▸ **THE PROBLEM**: Transcribe the records below word for word, starting at the line containing "Category: red ornament" and ending at the line containing "[173,219,198,249]", both lines included. Leave the pictures out of the transcription.

—————

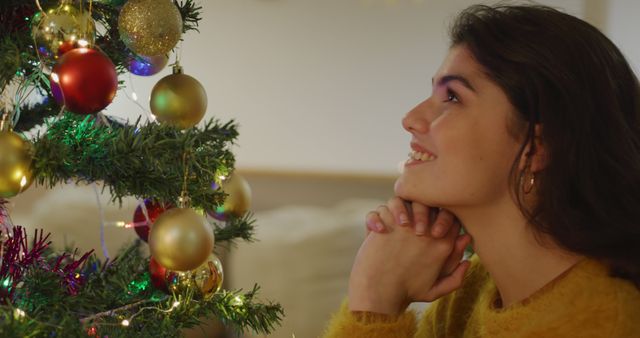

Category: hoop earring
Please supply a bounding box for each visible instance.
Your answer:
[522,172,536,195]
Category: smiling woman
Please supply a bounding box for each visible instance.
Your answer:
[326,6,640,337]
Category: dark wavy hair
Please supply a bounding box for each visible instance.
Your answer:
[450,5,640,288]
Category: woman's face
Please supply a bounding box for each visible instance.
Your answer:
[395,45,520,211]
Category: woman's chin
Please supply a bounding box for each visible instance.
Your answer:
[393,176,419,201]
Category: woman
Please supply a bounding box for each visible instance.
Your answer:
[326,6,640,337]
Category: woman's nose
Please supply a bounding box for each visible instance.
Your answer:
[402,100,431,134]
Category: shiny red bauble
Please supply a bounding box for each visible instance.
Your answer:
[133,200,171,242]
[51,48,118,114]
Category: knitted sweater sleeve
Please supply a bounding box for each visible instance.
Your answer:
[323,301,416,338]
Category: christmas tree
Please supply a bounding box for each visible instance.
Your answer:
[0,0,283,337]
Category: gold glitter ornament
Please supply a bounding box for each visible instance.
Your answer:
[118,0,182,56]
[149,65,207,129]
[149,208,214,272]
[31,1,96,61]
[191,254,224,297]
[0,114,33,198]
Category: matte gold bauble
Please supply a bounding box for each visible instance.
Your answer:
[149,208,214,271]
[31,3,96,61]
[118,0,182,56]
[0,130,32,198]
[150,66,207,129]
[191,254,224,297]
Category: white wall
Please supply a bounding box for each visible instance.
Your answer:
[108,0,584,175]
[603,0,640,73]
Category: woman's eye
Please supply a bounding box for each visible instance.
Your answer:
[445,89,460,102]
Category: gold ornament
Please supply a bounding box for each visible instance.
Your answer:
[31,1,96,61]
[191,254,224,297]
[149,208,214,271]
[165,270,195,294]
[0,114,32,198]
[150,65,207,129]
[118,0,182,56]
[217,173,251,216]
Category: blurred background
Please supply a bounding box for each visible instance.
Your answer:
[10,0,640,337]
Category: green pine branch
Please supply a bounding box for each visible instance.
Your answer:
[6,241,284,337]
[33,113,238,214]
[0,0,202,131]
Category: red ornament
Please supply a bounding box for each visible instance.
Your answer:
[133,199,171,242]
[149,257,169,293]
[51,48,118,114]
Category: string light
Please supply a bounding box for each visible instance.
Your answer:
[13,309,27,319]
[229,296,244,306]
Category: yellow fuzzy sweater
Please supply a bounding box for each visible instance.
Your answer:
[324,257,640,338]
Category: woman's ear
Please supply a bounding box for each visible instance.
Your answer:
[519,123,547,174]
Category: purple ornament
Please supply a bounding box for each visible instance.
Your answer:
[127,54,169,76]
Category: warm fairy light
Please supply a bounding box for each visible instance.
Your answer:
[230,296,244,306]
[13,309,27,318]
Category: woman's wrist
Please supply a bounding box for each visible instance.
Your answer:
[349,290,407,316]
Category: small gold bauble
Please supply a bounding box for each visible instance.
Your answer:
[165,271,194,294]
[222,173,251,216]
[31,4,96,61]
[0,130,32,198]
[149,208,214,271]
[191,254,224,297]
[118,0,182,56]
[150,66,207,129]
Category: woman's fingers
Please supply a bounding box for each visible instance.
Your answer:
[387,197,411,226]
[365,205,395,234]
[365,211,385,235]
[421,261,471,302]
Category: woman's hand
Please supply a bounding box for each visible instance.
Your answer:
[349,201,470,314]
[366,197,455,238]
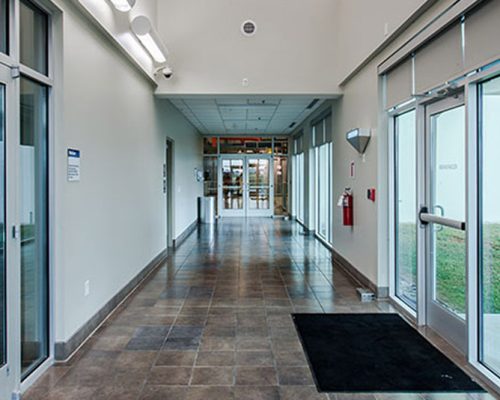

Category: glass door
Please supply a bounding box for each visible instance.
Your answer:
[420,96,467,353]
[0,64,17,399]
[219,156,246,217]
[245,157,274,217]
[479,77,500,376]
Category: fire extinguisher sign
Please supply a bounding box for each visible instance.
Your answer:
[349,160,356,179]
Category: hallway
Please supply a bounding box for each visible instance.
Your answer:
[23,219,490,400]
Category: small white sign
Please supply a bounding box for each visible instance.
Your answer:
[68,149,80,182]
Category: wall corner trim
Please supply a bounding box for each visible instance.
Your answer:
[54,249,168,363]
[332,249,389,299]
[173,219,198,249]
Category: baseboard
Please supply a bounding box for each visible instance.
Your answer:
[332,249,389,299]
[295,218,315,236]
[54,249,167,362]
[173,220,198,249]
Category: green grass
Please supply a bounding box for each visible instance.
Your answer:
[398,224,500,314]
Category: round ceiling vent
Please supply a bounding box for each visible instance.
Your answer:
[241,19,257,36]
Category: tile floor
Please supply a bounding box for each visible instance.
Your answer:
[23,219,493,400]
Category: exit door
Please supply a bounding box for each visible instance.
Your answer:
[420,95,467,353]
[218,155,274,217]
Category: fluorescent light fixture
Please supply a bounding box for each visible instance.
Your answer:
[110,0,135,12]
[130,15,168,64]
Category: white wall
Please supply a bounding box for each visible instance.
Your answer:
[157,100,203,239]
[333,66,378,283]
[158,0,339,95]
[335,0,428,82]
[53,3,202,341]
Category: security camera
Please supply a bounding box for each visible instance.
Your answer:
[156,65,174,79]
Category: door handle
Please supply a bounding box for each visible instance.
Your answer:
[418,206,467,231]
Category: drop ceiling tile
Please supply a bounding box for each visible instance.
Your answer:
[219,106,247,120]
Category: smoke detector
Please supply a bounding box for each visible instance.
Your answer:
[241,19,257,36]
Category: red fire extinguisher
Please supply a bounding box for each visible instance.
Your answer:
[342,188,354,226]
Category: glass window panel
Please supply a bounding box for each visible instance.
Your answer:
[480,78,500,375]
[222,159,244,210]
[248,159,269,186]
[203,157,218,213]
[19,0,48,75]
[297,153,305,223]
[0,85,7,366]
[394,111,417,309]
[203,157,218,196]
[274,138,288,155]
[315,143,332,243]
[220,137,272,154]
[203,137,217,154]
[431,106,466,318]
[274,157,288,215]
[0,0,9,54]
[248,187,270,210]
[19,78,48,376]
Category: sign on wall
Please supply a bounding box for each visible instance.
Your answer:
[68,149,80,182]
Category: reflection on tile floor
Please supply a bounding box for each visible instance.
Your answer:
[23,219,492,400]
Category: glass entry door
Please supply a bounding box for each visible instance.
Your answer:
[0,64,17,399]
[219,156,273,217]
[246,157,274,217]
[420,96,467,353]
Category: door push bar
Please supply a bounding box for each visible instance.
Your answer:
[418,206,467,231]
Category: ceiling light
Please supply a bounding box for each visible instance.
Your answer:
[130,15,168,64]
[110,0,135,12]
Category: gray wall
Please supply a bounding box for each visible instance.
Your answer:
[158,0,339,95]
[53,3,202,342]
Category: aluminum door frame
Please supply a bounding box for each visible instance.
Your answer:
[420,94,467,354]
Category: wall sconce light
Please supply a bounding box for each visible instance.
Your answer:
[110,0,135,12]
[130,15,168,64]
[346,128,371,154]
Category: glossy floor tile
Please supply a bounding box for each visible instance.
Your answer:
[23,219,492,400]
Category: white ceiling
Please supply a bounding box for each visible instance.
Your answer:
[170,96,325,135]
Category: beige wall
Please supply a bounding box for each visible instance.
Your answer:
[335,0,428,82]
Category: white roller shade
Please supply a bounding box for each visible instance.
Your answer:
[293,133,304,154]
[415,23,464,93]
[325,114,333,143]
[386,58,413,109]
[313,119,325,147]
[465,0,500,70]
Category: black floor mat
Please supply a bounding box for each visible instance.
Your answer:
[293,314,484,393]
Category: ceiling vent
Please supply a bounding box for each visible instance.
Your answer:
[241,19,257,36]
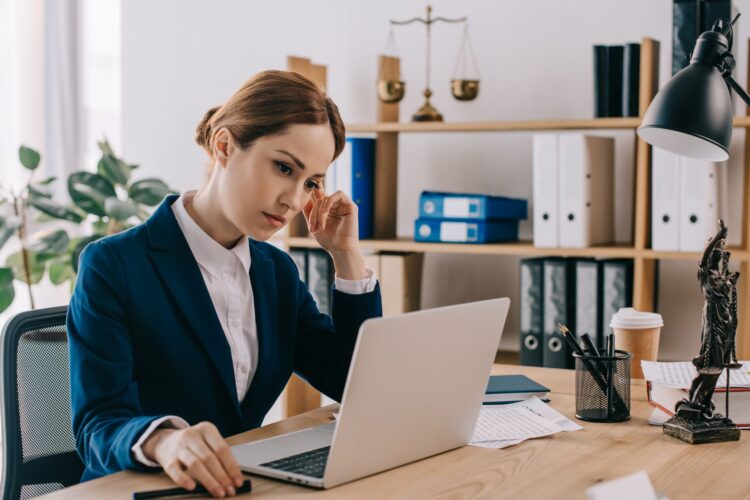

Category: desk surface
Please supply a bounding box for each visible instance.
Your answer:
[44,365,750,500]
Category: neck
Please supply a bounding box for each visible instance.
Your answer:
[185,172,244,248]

—————

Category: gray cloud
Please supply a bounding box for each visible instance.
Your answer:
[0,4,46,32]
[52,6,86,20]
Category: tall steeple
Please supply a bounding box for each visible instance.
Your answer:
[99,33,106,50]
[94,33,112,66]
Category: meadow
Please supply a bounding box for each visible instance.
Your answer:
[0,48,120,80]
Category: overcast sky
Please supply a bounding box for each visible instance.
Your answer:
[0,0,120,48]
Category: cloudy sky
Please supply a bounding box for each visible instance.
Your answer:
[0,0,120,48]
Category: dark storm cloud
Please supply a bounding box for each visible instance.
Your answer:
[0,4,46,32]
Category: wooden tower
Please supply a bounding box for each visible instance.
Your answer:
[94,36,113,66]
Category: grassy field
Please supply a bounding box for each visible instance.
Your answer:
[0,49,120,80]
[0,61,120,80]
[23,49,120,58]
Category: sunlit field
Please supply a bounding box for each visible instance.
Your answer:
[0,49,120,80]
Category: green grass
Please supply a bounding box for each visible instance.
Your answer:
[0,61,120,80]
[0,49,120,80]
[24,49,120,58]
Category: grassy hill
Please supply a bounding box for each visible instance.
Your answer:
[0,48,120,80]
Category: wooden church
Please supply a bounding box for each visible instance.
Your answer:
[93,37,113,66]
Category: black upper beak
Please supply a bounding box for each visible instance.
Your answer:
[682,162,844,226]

—————

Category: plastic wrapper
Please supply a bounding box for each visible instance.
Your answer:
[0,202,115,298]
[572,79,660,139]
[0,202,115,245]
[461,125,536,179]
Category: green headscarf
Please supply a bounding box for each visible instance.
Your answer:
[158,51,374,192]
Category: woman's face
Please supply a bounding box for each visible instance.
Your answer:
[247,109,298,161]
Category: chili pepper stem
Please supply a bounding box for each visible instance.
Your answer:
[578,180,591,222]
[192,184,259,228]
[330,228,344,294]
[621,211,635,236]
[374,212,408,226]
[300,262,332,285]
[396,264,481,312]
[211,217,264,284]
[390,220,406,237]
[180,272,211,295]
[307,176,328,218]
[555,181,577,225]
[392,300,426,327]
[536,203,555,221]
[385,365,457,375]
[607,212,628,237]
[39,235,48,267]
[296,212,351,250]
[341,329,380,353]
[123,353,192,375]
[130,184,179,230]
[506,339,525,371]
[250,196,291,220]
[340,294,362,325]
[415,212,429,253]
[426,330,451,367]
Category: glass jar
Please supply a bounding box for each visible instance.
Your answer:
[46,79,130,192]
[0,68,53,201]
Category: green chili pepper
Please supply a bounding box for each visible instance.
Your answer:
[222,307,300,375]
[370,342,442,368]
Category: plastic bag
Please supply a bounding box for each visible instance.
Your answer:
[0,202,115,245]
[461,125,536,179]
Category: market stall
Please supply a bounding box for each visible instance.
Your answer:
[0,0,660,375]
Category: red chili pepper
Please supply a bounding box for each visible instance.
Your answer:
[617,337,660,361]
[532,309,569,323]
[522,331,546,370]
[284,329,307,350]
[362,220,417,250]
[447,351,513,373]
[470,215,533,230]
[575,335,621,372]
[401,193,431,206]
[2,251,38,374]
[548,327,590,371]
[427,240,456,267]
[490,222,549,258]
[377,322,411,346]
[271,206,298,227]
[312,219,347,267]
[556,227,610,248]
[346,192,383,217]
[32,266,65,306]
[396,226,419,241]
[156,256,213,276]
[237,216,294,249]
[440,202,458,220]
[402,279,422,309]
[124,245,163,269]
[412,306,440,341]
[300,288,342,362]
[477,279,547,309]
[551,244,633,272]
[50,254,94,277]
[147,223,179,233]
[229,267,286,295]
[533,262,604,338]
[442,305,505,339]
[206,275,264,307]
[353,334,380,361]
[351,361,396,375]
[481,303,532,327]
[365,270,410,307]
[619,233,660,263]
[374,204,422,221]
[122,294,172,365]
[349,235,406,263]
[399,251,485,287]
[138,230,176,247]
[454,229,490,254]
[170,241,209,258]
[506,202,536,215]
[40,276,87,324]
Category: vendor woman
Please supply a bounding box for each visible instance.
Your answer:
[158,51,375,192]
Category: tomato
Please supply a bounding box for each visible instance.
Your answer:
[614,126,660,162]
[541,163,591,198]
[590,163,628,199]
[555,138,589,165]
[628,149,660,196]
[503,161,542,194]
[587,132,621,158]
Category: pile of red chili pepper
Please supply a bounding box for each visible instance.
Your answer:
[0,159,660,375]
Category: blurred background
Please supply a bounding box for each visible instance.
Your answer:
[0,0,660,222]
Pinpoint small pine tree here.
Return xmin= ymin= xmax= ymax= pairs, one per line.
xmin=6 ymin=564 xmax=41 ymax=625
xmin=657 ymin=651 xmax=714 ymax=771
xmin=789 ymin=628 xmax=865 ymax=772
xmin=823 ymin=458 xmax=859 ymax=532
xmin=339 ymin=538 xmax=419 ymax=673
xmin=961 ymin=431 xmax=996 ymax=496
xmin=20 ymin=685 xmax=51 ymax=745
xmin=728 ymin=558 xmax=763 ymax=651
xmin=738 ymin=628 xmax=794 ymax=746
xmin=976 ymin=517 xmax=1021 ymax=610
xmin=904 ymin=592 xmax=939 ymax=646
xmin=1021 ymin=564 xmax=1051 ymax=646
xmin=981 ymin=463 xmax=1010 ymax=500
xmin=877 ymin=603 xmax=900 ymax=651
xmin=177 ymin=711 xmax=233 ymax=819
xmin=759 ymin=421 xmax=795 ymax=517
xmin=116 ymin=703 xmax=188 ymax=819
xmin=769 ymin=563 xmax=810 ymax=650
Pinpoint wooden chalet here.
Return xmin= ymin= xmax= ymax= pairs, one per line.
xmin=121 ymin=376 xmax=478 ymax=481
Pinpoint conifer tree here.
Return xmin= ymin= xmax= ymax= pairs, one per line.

—————

▸ **SOLUTION FOR THIS EXERCISE**:
Category: red ornament
Please supply a bounding box for each visible instance.
Your answer:
[133,199,171,242]
[149,257,169,293]
[51,48,118,114]
Category: string light
Please supply a bounding box for each visible instance.
Your answer:
[13,309,27,319]
[229,296,244,306]
Category: yellow fuzzy sweater
Please supply a bounding box for each visible instance.
Your answer:
[324,257,640,338]
Category: woman's ear
Please supply a bounding box for each visible instance.
Your answer:
[519,123,547,174]
Category: purple ornament
Please supply a bounding box for each visible instance.
Your answer:
[127,54,169,76]
Category: warm fairy light
Please supply a bounding box for each visible instance.
Your answer:
[230,296,244,306]
[13,309,27,318]
Category: woman's wrist
Please supply a bounding box for each visible instance.
Your answer:
[349,290,407,316]
Category: small gold bauble
Please supply a bounding box for each visible instance.
Your answer:
[165,271,194,294]
[222,173,251,216]
[31,4,96,61]
[0,130,32,198]
[149,208,214,271]
[191,254,224,297]
[118,0,182,56]
[150,66,207,129]
Category: woman's fingers
Please supply a bounding box for each visible instance.
Your answer:
[387,197,411,226]
[365,205,395,234]
[365,211,385,235]
[421,261,471,302]
Category: woman's hand
Please supply a bounding box for each visible instance.
Your answer:
[349,201,470,314]
[366,197,455,238]

Category: glass door
Please supply a bounding box for each visible instance.
Your answer:
[420,96,467,353]
[0,64,17,399]
[219,156,246,217]
[245,157,274,217]
[479,77,500,376]
Category: fire extinguisher sign
Please supply a bounding box for each visible instance.
Your answer:
[349,160,356,179]
Category: hallway
Please supply a bounding box for each visible instance.
Your answer:
[23,219,490,400]
Category: small white sign
Please supply a bounding box for each visible instance.
Your answer:
[68,149,80,182]
Category: wall corner trim
Please supply a bounding box for each visible instance.
Your answer:
[54,249,168,363]
[332,249,389,299]
[173,219,198,249]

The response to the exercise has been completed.